[Exercise input]

···

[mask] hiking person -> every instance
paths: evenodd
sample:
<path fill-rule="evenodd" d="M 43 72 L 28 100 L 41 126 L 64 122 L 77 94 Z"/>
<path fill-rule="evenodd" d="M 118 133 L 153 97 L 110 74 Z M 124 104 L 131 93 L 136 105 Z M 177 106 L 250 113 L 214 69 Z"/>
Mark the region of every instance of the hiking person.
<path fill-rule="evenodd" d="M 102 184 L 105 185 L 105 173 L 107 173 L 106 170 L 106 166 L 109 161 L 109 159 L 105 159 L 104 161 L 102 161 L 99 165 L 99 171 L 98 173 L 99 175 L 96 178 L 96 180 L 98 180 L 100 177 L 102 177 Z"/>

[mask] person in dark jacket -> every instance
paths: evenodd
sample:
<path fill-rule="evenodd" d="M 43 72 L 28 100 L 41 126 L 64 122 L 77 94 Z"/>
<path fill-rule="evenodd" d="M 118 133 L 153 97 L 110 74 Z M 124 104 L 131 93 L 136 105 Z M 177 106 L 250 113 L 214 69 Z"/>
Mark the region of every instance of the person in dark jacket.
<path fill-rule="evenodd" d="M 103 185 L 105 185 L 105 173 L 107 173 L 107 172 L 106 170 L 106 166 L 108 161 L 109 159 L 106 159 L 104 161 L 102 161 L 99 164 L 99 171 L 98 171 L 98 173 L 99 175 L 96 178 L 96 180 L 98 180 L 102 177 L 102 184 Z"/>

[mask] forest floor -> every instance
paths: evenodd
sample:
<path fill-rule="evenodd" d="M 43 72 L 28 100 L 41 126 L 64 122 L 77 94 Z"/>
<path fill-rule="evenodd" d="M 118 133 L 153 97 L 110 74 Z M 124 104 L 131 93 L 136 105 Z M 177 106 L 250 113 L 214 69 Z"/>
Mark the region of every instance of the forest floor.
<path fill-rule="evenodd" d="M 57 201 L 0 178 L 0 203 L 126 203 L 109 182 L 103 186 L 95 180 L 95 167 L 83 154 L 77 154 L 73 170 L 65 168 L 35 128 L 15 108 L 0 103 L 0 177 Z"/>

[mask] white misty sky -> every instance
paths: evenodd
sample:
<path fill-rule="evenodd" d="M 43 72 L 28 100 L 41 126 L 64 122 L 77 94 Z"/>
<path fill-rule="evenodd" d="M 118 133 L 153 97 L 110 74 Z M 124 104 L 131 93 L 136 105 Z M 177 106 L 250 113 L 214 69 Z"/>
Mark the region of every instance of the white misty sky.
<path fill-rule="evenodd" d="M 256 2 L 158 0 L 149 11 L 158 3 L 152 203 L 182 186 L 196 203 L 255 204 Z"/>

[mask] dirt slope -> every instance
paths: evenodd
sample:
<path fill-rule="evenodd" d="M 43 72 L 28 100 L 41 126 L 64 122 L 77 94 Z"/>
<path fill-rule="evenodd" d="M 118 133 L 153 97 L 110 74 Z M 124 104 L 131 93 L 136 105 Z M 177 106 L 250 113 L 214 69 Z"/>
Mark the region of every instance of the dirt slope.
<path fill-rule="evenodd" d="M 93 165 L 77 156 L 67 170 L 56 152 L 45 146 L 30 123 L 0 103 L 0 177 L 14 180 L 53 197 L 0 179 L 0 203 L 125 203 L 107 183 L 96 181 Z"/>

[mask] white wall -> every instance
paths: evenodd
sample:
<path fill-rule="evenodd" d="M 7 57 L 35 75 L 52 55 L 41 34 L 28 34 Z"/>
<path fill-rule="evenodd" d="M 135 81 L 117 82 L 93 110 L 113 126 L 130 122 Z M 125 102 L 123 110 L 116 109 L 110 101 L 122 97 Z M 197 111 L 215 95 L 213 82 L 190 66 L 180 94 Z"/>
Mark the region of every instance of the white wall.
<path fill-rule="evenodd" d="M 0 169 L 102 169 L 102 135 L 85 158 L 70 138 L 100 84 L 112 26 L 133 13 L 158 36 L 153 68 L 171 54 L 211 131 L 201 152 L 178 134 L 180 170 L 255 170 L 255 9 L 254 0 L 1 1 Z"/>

···

[What is expected]
Everything from the line with "[mask] white wall -> every instance" to the end of the listing above needs to be duplicated exactly, both end lines included, with nothing more.

[Output for this exercise]
[mask] white wall -> every instance
paths: evenodd
sample:
<path fill-rule="evenodd" d="M 7 57 L 35 75 L 52 55 L 41 34 L 28 34 Z"/>
<path fill-rule="evenodd" d="M 135 81 L 117 82 L 93 110 L 113 126 L 130 122 Z M 125 102 L 123 110 L 116 109 L 110 101 L 122 97 Z M 197 111 L 215 95 L 213 82 L 190 66 L 180 94 Z"/>
Mark the region of every instance of the white wall.
<path fill-rule="evenodd" d="M 0 169 L 102 169 L 102 135 L 85 158 L 70 138 L 100 84 L 112 26 L 133 13 L 158 36 L 153 68 L 171 54 L 211 131 L 201 152 L 178 134 L 180 170 L 255 170 L 255 9 L 254 0 L 1 1 Z"/>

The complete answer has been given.